Такой зимы нам, и говорить нечего, больше не пережить, но и подобной ей тоже... Или умереть, или уехать — вот перспектива. И то и другое означает расстаться со своими «друзьями». С какой я любовью, нежностью глядел сегодня на свои художественные собрания, на выписки по истории культуры, на начатые или только задуманные литературные произведения... Не хватило, не хватило нескольких лет, ну годика три, что ли! М. Ф. подошла ко мне и, улыбнувшись, спросила: «Все пишешь?» Напомнила мне чей-то рассказ, как один счастливый человек в восторге водил пером по бумаге, воодушевленный удачей, что он все написал, что хотел и как хотел... А когда посмотрели, что он пишет, оказалось— ничего; одни линии из крючков и петелек, не походивших ни на одну букву, или просто прочеркнутых линий... «Счастливец» же блаженствовал, что все он успел написать... Мы расхохотались.
— Ты следи за мной, — сказал я М. Ф., шутя... И мы опять рассмеялись. Редко теперь смеются люди!
— Проживем? — спрашивает М. Ф.
— Продержимся апрель, май, а в июне... В июне, июле уедем.
— А если не удастся уехать?..
Молчим оба.

# # # # #

- Поставленное задание:
Дословно извлеките из отрывка о тяжелой зиме фрагмент, начиная со слов «Такой зимы нам, и» и заканчивая словами «написать... Мы расхохотались.».

Фрагменты набора данных об указании на объекты:
# # # # #

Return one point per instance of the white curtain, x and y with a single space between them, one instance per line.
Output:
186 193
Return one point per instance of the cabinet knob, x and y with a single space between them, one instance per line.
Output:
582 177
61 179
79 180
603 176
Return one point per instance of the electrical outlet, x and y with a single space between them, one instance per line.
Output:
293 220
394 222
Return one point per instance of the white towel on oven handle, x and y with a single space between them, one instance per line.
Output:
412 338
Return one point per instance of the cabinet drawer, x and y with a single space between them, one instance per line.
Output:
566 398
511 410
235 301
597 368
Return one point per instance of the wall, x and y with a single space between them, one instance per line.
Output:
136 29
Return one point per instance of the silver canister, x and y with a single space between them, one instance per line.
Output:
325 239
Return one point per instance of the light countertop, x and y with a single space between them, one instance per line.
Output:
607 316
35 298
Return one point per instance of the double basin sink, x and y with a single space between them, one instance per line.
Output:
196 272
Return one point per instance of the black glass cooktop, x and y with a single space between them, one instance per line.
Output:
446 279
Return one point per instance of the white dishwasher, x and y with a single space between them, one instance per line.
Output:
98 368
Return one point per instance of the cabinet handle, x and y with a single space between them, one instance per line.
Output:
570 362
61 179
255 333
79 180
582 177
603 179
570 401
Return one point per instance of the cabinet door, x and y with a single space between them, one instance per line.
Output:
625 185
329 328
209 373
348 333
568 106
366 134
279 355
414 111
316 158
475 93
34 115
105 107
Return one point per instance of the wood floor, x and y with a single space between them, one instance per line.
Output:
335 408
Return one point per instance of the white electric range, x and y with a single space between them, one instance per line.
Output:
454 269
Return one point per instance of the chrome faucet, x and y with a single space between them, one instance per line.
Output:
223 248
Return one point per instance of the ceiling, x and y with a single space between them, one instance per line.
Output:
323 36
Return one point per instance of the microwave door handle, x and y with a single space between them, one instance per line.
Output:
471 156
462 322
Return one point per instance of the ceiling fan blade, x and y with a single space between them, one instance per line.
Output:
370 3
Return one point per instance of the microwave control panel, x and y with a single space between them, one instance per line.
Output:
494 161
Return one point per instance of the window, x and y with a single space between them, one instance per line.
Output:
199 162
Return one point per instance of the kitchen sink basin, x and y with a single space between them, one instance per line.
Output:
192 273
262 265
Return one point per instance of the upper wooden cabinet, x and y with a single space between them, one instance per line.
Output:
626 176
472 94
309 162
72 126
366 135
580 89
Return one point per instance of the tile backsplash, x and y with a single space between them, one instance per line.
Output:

# # # # #

- Готовое решение:
Такой зимы нам, и говорить нечего, больше не пережить, но и подобной ей тоже... Или умереть, или уехать — вот перспектива. И то и другое означает расстаться со своими «друзьями». С какой я любовью, нежностью глядел сегодня на свои художественные собрания, на выписки по истории культуры, на начатые или только задуманные литературные произведения... Не хватило, не хватило нескольких лет, ну годика три, что ли! М. Ф. подошла ко мне и, улыбнувшись, спросила: «Все пишешь?» Напомнила мне чей-то рассказ, как один счастливый человек в восторге водил пером по бумаге, воодушевленный удачей, что он все написал, что хотел и как хотел... А когда посмотрели, что он пишет, оказалось— ничего; одни линии из крючков и петелек, не походивших ни на одну букву, или просто прочеркнутых линий... «Счастливец» же блаженствовал, что все он успел написать... Мы расхохотались.